__YOUR INSTRUCTIONS__
Restate all of the entries verbatim.

Dataset entries
^^^^^^^^^^^^^^^^

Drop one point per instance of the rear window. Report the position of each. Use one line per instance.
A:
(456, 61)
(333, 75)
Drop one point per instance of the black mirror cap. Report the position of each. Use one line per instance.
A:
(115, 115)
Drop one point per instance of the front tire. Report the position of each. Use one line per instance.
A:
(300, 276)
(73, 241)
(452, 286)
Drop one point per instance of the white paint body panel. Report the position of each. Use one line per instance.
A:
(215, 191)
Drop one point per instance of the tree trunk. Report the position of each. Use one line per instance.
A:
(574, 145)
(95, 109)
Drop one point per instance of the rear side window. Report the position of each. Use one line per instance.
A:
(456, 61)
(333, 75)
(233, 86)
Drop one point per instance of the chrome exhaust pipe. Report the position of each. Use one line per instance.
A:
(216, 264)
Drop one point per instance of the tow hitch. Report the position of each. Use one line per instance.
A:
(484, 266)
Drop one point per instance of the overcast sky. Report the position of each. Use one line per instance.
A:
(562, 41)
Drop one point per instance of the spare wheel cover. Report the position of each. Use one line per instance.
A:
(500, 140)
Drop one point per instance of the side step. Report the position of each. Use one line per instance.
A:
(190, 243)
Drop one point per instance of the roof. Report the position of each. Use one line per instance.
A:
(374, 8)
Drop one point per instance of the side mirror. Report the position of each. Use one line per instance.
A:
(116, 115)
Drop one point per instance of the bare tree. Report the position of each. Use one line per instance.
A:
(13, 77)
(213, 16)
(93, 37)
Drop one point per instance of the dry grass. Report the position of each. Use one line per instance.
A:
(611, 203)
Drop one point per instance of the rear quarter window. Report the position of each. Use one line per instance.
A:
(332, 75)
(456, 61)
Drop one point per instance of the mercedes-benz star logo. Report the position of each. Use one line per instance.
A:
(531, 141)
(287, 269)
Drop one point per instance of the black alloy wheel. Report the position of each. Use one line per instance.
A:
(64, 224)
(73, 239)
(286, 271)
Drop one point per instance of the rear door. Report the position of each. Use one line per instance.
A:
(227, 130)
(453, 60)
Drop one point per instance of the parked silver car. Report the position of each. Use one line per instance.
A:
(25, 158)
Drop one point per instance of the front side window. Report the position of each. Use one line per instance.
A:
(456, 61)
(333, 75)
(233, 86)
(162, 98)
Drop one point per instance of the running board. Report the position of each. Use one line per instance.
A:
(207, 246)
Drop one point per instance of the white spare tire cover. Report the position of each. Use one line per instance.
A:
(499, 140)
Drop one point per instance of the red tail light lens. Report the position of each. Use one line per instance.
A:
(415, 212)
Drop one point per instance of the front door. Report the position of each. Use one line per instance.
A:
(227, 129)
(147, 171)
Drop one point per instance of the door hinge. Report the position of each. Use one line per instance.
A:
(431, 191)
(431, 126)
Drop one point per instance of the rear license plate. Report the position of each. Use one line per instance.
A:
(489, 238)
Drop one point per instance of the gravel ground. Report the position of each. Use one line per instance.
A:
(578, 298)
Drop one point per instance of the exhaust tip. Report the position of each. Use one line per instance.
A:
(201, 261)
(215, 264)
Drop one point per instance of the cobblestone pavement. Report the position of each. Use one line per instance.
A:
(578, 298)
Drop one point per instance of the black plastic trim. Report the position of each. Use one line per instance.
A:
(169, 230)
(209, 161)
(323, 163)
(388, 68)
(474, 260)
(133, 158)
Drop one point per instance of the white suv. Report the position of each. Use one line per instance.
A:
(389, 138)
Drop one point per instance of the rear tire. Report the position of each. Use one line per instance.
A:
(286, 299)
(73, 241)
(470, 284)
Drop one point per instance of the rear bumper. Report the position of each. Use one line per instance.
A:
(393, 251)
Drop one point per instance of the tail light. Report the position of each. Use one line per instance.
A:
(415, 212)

^^^^^^^^^^^^^^^^

__REPLY TO THE TASK__
Drop one point per instance of the rear window. Report the position of each. Use one line per instance.
A:
(456, 61)
(333, 75)
Drop one point per instance of the black mirror cap. Report the position of each. Use one line per instance.
A:
(115, 115)
Drop one point per instance of the front tire. Report the position of each. Use one line per instance.
A:
(300, 276)
(73, 241)
(452, 286)
Drop one point per instance of the white paint body panel. Report the position of each. Use one line per instance.
A:
(215, 191)
Drop one point per instance of the tree trunk. Report the position of each. Use one line per instance.
A:
(574, 145)
(95, 109)
Drop one point per instance of the rear side window. Report the position of each. Use one line per instance.
A:
(456, 61)
(333, 75)
(233, 86)
Drop one point per instance of the chrome exhaust pipe. Report the position of each. Use one line per instance.
A:
(216, 264)
Drop one point per instance of the tow hitch. Report the position of each. Use one line per instance.
A:
(484, 266)
Drop one point per instance of the overcast sky. Report the position of each. Use one line per instance.
A:
(562, 41)
Drop one point per instance of the spare wheel cover. Report the position of each. Use one line per instance.
A:
(500, 140)
Drop one point per instance of the side step. Report the position of each. Use one line per instance.
A:
(190, 243)
Drop one point per instance of the roof. Report the position of each. Use one line per instance.
A:
(374, 8)
Drop one point per instance of the side mirror. Report the position of each. Use one line per instance.
A:
(116, 115)
Drop one point per instance of the bare tree. Report the position of each. Use one line per instance.
A:
(13, 77)
(213, 16)
(93, 37)
Drop one point per instance of the dry grass. Report the position of each. Use one line per instance.
A:
(611, 203)
Drop one point per instance of the rear quarter window. Report the position of each. Use one line per instance.
A:
(332, 75)
(456, 61)
Drop one point per instance of the mercedes-benz star logo. Report the position of each. Use one line per instance.
A:
(531, 141)
(287, 269)
Drop one point per instance of the black alloy wheel. Report the position of each. Use one line per instance.
A:
(64, 224)
(73, 239)
(286, 271)
Drop one point per instance of the rear door. Report the position of each. Use one line per instance.
A:
(227, 130)
(453, 60)
Drop one point per instance of the parked silver car. Report the position of each. Use one line per instance.
A:
(25, 158)
Drop one point per instance of the front side window. Report the position of each. Use one line per instance.
A:
(456, 61)
(333, 75)
(233, 86)
(162, 98)
Drop one point per instance of the running board. Report the position of each. Use one line per instance.
A:
(207, 246)
Drop one point per instance of the white spare tire cover. Report the position of each. Use one line per instance.
A:
(499, 140)
Drop one point per instance of the red tail light lens. Report the position of each. Use one line per instance.
A:
(415, 212)
Drop one point per instance of the front door. Report the position of each. Use one line per instance.
A:
(227, 129)
(147, 171)
Drop one point per instance of the door hinge. Report the position of each. Use one line per instance.
A:
(431, 191)
(431, 126)
Drop one point per instance of the rear license plate. Report the position of each. Use one line per instance.
A:
(489, 238)
Drop one point per instance of the gravel ground. Report the position of each. Use one line per instance.
A:
(578, 298)
Drop one point per instance of the exhaust tip. Report the position of each. Use one line per instance.
A:
(201, 261)
(215, 264)
Drop one point per instance of the cobblestone pavement. Report the position of each. Use one line per instance.
A:
(578, 298)
Drop one point per instance of the black plastic trim. Report the position of each. Use one line per instance.
A:
(169, 230)
(209, 161)
(323, 163)
(388, 68)
(474, 260)
(133, 158)
Drop one point per instance of the white suv. Report the position of each. Use one line per instance.
A:
(389, 138)
Drop one point per instance of the rear tire. Report the position of each. Use one line per instance.
A:
(286, 299)
(73, 241)
(470, 284)
Drop one point per instance of the rear bumper. Report the position of each. Use one line per instance.
A:
(393, 251)
Drop one point per instance of the tail light. Report the position of each. Use one line per instance.
A:
(415, 212)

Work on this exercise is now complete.